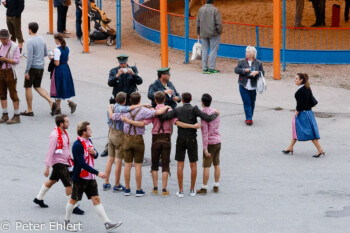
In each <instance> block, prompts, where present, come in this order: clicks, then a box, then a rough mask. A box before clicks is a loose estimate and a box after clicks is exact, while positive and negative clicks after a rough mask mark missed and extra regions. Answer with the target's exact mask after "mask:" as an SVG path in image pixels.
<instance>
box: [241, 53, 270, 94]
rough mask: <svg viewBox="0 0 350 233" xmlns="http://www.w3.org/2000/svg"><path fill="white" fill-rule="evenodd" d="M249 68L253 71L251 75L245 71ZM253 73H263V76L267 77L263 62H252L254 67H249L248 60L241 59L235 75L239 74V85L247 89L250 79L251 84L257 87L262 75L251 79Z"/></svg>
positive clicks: (258, 75) (248, 63) (253, 66)
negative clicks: (246, 69)
mask: <svg viewBox="0 0 350 233" xmlns="http://www.w3.org/2000/svg"><path fill="white" fill-rule="evenodd" d="M247 68H248V69H250V70H251V71H250V72H249V73H246V72H245V71H244V70H245V69H247ZM252 71H261V72H262V73H263V75H265V71H264V68H263V66H262V62H261V61H259V60H256V59H255V60H254V61H253V62H252V66H249V63H248V60H247V59H246V58H244V59H240V60H239V61H238V64H237V66H236V68H235V73H236V74H239V77H238V84H239V85H241V86H243V87H246V86H247V82H248V79H250V83H251V85H252V87H256V83H257V81H258V78H259V77H260V73H259V74H258V75H256V76H255V77H250V76H249V75H250V73H251V72H252Z"/></svg>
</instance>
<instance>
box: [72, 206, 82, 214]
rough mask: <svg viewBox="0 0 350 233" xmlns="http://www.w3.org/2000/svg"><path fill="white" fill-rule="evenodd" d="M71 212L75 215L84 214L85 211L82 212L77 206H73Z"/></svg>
mask: <svg viewBox="0 0 350 233" xmlns="http://www.w3.org/2000/svg"><path fill="white" fill-rule="evenodd" d="M73 214H76V215H84V214H85V212H84V210H81V209H79V207H78V206H77V207H75V208H74V209H73Z"/></svg>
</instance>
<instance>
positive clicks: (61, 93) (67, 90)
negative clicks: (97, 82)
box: [50, 33, 77, 114]
mask: <svg viewBox="0 0 350 233" xmlns="http://www.w3.org/2000/svg"><path fill="white" fill-rule="evenodd" d="M54 38H55V42H56V44H57V45H58V47H57V48H56V49H55V50H54V64H55V70H54V77H53V78H54V84H55V88H56V90H51V91H50V92H51V95H52V96H53V97H55V98H56V103H57V114H61V99H63V100H67V101H68V106H69V107H70V109H71V113H74V112H75V110H76V107H77V105H76V104H75V103H74V102H73V101H72V100H71V99H70V98H72V97H73V96H75V90H74V83H73V78H72V74H71V72H70V69H69V66H68V59H69V48H68V47H67V46H66V41H65V40H64V38H63V35H62V34H61V33H56V34H55V36H54ZM52 86H53V85H51V87H52ZM55 91H56V92H55ZM52 93H54V94H52Z"/></svg>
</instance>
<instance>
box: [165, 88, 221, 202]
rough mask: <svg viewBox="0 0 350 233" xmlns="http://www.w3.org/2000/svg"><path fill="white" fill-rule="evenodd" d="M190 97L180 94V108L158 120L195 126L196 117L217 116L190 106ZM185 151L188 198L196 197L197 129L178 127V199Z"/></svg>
mask: <svg viewBox="0 0 350 233" xmlns="http://www.w3.org/2000/svg"><path fill="white" fill-rule="evenodd" d="M191 101H192V95H191V94H190V93H188V92H185V93H182V103H183V104H184V105H183V106H182V107H177V108H175V109H174V111H170V112H167V113H166V114H164V115H161V116H159V118H160V120H162V121H163V120H170V119H173V118H175V117H176V118H177V119H178V120H179V121H181V122H183V123H187V124H196V123H197V117H200V118H201V119H202V120H205V121H212V120H214V119H215V118H216V117H217V116H218V112H215V113H214V114H212V115H208V114H206V113H203V112H202V111H201V110H199V108H198V107H197V106H192V105H191V104H190V103H191ZM186 151H187V153H188V158H189V160H190V167H191V188H190V196H191V197H194V196H196V191H195V189H194V186H195V184H196V178H197V161H198V144H197V129H191V128H182V127H178V133H177V140H176V154H175V160H176V161H177V179H178V183H179V191H178V192H177V193H176V195H177V196H178V197H180V198H182V197H184V191H183V169H184V164H185V156H186Z"/></svg>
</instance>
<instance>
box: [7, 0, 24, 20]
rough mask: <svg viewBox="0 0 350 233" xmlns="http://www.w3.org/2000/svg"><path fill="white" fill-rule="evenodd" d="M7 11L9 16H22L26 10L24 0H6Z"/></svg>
mask: <svg viewBox="0 0 350 233" xmlns="http://www.w3.org/2000/svg"><path fill="white" fill-rule="evenodd" d="M5 7H6V8H7V11H6V15H7V16H9V17H13V16H15V17H20V16H21V14H22V12H23V10H24V0H6V6H5Z"/></svg>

EXERCISE BRIEF:
Rewrite all the items above with every "rough mask" changed to "coarse mask" and nothing else altered, and omit the pictures.

EXERCISE ANSWER:
In each <instance> block, prompts, where present, come in this order: clicks, then a box, then a coarse mask. A box before clicks is a loose estimate and a box after clicks is exact, while positive and negative clicks after a coarse mask mark missed and extra regions. Answer with the target's exact mask after "mask:" as an SVG path in image pixels.
<instance>
box: [241, 53, 270, 94]
coarse mask: <svg viewBox="0 0 350 233" xmlns="http://www.w3.org/2000/svg"><path fill="white" fill-rule="evenodd" d="M249 68L253 71L251 75L245 71ZM253 73H263V76L267 77L263 62H252L254 67H249L248 60L241 59L235 75L239 74V85L247 89L250 79L251 84L257 87L262 75L251 79Z"/></svg>
positive clicks: (258, 75) (248, 63) (253, 66)
negative clicks: (246, 69)
mask: <svg viewBox="0 0 350 233" xmlns="http://www.w3.org/2000/svg"><path fill="white" fill-rule="evenodd" d="M247 68H248V69H250V70H251V71H250V72H249V73H246V72H245V71H244V70H245V69H247ZM252 71H261V72H262V73H263V75H265V71H264V68H263V66H262V62H261V61H259V60H256V59H255V60H254V61H253V62H252V66H249V63H248V60H247V59H246V58H244V59H240V60H239V61H238V64H237V66H236V68H235V73H236V74H239V77H238V84H239V85H241V86H243V87H246V86H247V82H248V79H250V83H251V85H252V87H256V83H257V81H258V78H259V77H260V73H259V74H258V75H256V76H255V77H250V76H249V75H250V73H251V72H252Z"/></svg>
</instance>
<instance>
box: [72, 206, 82, 214]
coarse mask: <svg viewBox="0 0 350 233" xmlns="http://www.w3.org/2000/svg"><path fill="white" fill-rule="evenodd" d="M71 212L75 215L84 214L85 211L82 212L77 206H73Z"/></svg>
mask: <svg viewBox="0 0 350 233" xmlns="http://www.w3.org/2000/svg"><path fill="white" fill-rule="evenodd" d="M73 214H76V215H84V214H85V212H84V210H81V209H79V207H78V206H77V207H75V208H74V209H73Z"/></svg>
</instance>
<instance>
positive clicks: (61, 93) (67, 90)
negative clicks: (97, 82)
box: [50, 33, 77, 114]
mask: <svg viewBox="0 0 350 233" xmlns="http://www.w3.org/2000/svg"><path fill="white" fill-rule="evenodd" d="M54 38H55V42H56V44H57V45H58V47H57V48H56V49H55V50H54V64H55V70H54V77H53V78H54V84H55V88H56V90H51V91H50V92H51V95H52V96H53V97H55V98H56V103H57V114H61V99H63V100H67V101H68V106H69V107H70V109H71V113H74V112H75V110H76V107H77V105H76V104H75V103H74V102H73V101H72V100H71V99H70V98H72V97H73V96H75V90H74V83H73V78H72V74H71V72H70V69H69V66H68V59H69V48H68V47H67V46H66V41H65V40H64V38H63V35H62V34H61V33H56V34H55V36H54ZM52 86H53V85H51V87H52ZM55 91H56V92H55ZM52 93H54V94H52Z"/></svg>
</instance>
<instance>
box: [165, 88, 221, 202]
coarse mask: <svg viewBox="0 0 350 233" xmlns="http://www.w3.org/2000/svg"><path fill="white" fill-rule="evenodd" d="M190 97L180 94V108L158 120L195 126L196 117L217 116L190 106ZM185 151L188 198L196 197L197 129L178 127V199Z"/></svg>
mask: <svg viewBox="0 0 350 233" xmlns="http://www.w3.org/2000/svg"><path fill="white" fill-rule="evenodd" d="M191 101H192V95H191V94H190V93H188V92H185V93H182V103H183V104H184V105H183V106H182V107H177V108H175V109H174V111H170V112H167V113H166V114H164V115H161V116H159V118H160V120H162V121H163V120H170V119H173V118H175V117H176V118H177V119H178V120H179V121H181V122H183V123H187V124H196V123H197V117H200V118H201V119H202V120H205V121H212V120H214V119H215V118H216V117H217V116H218V112H215V113H214V114H212V115H208V114H206V113H203V112H202V111H201V110H199V108H198V107H197V106H192V105H191V104H190V103H191ZM186 151H187V153H188V158H189V160H190V167H191V188H190V196H191V197H194V196H196V191H195V189H194V186H195V184H196V178H197V161H198V144H197V129H191V128H182V127H178V133H177V140H176V154H175V160H176V161H177V179H178V183H179V191H178V192H177V193H176V195H177V196H178V197H180V198H182V197H184V191H183V169H184V164H185V156H186Z"/></svg>
</instance>
<instance>
box: [7, 0, 24, 20]
coarse mask: <svg viewBox="0 0 350 233" xmlns="http://www.w3.org/2000/svg"><path fill="white" fill-rule="evenodd" d="M7 11L9 16H22L26 10L24 0H6Z"/></svg>
mask: <svg viewBox="0 0 350 233" xmlns="http://www.w3.org/2000/svg"><path fill="white" fill-rule="evenodd" d="M5 7H6V8H7V11H6V15H7V16H9V17H13V16H15V17H20V16H21V14H22V12H23V10H24V0H6V6H5Z"/></svg>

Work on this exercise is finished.